## EXERCISE REQUIREMENTS
In the records below, find the line containing "Where can the forehead", then extract that line and all subsequent lines exactly, leaving out everything else.
—————
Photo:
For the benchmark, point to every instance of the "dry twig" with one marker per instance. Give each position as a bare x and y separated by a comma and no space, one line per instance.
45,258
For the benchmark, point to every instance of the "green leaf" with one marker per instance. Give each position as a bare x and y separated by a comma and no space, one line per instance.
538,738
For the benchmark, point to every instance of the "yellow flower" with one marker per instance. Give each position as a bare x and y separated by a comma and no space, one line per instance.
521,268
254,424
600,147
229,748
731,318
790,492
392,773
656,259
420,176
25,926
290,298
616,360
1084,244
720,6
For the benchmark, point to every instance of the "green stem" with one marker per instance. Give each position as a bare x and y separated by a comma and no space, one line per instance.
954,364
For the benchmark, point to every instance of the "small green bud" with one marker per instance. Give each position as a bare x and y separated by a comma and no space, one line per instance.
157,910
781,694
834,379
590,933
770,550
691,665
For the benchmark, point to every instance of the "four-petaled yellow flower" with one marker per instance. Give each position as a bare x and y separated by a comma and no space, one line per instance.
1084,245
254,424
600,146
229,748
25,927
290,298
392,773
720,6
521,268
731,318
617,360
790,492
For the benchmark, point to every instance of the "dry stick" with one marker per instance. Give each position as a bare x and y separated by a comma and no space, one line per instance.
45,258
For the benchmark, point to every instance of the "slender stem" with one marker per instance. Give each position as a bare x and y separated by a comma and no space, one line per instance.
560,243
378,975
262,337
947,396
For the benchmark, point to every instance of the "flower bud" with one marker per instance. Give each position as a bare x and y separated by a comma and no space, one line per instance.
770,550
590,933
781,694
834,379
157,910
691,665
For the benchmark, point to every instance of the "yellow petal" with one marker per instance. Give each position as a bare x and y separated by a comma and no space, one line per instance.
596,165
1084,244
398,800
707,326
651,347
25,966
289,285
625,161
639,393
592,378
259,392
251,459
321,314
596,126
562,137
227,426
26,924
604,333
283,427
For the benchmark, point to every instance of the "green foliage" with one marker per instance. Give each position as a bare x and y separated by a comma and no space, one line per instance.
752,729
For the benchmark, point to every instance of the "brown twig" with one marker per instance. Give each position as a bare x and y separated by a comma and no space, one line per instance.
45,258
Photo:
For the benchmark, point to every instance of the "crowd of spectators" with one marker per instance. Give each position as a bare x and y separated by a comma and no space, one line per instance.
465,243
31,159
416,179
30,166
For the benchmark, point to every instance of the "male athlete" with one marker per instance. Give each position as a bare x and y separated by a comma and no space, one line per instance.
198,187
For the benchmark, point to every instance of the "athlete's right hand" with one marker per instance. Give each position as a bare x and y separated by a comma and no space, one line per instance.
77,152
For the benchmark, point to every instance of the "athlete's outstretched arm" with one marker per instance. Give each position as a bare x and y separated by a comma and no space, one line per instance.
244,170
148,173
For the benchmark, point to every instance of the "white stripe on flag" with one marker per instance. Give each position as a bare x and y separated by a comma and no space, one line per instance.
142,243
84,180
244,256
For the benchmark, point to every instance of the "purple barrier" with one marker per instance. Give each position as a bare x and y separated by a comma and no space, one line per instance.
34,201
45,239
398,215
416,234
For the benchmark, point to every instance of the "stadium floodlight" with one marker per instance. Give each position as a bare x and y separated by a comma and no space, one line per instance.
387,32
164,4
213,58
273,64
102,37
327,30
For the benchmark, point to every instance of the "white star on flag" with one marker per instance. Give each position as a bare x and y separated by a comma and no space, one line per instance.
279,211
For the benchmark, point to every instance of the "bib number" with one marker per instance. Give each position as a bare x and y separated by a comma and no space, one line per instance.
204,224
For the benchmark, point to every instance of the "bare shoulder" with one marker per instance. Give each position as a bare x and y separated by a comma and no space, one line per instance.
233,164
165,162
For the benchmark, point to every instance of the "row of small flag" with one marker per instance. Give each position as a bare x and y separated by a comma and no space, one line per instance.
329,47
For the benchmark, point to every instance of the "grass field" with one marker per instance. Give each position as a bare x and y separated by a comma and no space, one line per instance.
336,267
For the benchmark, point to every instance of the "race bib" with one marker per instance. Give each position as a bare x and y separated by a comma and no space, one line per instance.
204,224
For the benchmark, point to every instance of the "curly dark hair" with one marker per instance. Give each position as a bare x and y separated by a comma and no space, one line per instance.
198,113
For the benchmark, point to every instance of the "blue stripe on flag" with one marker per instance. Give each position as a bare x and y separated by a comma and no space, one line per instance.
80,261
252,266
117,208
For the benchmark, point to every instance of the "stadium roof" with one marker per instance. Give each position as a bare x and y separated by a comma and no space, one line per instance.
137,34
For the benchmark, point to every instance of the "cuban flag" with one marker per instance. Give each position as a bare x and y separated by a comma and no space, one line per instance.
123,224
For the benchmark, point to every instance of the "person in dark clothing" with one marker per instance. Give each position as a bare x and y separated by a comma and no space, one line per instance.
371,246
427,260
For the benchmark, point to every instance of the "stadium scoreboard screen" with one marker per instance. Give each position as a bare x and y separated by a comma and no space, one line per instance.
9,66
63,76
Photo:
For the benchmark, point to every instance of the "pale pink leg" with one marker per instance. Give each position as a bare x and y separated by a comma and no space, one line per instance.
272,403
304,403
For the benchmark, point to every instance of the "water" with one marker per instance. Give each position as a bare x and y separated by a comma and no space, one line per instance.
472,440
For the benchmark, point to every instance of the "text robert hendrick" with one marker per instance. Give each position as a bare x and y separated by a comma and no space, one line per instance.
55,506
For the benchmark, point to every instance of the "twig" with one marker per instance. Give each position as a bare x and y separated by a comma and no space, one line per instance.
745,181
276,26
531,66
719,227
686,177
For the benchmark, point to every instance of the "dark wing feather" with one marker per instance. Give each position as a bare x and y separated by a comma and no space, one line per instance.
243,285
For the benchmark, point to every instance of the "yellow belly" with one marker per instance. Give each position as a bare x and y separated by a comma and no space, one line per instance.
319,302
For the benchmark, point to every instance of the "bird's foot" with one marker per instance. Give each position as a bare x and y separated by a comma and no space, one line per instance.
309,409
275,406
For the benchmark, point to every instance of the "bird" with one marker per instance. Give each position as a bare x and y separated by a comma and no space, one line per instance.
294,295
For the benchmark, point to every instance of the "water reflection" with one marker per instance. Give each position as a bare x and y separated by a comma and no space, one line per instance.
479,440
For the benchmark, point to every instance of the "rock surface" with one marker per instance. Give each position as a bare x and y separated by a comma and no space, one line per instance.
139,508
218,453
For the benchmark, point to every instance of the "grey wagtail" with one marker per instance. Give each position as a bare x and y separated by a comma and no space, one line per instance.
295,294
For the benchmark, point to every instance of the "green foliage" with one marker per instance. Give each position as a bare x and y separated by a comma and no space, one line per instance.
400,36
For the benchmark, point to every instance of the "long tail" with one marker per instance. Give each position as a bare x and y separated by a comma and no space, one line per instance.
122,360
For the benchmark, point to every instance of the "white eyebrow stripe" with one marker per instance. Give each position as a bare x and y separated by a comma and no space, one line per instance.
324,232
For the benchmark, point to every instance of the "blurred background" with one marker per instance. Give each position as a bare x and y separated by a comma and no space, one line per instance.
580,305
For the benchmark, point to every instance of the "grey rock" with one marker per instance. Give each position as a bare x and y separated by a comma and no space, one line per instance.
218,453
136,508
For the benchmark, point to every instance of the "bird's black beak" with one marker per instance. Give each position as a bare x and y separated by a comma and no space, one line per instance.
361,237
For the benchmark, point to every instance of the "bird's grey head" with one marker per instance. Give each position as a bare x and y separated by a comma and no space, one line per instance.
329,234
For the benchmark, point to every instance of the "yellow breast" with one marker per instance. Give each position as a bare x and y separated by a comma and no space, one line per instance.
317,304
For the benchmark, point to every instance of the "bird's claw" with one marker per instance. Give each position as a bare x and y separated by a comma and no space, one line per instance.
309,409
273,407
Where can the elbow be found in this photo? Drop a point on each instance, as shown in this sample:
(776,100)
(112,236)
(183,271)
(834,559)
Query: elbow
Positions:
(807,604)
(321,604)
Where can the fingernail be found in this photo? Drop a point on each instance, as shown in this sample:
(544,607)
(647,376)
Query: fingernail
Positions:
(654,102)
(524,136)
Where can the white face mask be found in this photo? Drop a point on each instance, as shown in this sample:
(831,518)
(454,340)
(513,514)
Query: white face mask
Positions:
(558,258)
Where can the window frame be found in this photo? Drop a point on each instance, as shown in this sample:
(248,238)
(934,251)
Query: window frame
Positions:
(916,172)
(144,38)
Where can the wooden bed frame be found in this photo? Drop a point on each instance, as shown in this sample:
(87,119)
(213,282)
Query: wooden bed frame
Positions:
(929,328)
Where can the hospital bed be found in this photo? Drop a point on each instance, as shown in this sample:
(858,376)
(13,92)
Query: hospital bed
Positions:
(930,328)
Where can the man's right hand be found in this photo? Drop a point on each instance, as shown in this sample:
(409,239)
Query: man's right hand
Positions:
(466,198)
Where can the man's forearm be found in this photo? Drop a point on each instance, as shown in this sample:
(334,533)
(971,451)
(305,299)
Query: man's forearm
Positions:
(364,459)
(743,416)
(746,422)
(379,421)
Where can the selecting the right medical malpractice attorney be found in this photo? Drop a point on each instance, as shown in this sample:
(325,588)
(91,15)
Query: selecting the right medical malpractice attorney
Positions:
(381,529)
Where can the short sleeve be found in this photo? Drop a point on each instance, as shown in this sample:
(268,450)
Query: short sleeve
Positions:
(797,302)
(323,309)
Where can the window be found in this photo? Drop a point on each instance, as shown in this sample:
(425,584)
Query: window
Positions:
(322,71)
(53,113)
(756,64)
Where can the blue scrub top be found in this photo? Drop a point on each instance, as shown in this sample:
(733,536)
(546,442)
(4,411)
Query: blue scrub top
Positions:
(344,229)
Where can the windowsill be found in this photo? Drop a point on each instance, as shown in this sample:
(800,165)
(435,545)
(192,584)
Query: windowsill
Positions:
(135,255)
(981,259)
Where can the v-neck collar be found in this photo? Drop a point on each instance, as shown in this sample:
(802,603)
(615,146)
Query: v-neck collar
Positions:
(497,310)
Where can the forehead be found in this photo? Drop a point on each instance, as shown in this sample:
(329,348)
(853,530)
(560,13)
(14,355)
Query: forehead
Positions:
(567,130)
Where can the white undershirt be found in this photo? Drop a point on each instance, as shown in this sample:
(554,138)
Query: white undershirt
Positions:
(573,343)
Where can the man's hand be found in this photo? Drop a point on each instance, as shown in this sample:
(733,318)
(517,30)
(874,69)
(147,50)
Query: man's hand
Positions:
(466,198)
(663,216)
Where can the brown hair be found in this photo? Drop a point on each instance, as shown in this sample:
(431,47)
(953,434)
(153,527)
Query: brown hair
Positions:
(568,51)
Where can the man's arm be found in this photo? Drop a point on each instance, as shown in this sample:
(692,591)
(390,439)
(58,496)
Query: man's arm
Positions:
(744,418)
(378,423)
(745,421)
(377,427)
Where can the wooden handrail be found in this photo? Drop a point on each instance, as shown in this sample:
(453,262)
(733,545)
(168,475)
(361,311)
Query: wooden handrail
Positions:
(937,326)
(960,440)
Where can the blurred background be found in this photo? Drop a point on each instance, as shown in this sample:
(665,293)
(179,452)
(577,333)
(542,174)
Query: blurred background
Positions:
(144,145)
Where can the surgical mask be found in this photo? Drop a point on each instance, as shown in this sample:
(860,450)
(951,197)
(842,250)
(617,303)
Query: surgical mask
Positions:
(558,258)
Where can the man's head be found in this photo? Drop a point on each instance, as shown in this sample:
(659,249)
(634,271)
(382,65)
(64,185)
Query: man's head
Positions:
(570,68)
—————
## WRITTEN RESPONSE
Where can the forehead be found in this photo? Drop a point on each instance, as shown in this sample:
(329,348)
(853,530)
(560,13)
(14,355)
Query: forehead
Positions:
(567,130)
Where can the white undershirt be found in this photo? Drop a point on each instance, as shown in this sample:
(554,138)
Query: white undershirt
Positions:
(573,343)
Where can the man's hand be found in this photo? Drop a point on each instance, as shown in this sample:
(733,318)
(517,30)
(874,69)
(147,50)
Query: man's hand
Positions:
(466,198)
(663,216)
Where can the brown hair be found in this photo? Drop a point on each instance, as shown in this sample:
(431,47)
(953,434)
(153,527)
Query: brown hair
Positions:
(568,51)
Where can the man's arm be found in this photo? Drop a point on each instance, as shown in this sample:
(692,591)
(390,439)
(58,496)
Query: man's arm
Positions:
(744,418)
(378,423)
(745,421)
(377,427)
Where can the wooden handrail be found in this photo? Drop a point on each instance, as shown in this sample:
(453,262)
(733,545)
(168,475)
(361,311)
Query: wooden handrail
Positions:
(937,326)
(960,440)
Where can the blurred background be found in this photo? Drop a point on each instance, as shown in this sample:
(665,293)
(179,452)
(577,333)
(542,174)
Query: blurred background
Positions:
(144,145)
Where can the surgical mask be found in this photo? Drop a point on each instance, as shown in this sample:
(860,450)
(951,197)
(842,250)
(617,303)
Query: surgical mask
Positions:
(558,258)
Where can the man's head be found in this photo? Drop a point on each instance, as shown in this sample:
(659,249)
(634,271)
(382,65)
(64,185)
Query: man's head
Positions:
(570,68)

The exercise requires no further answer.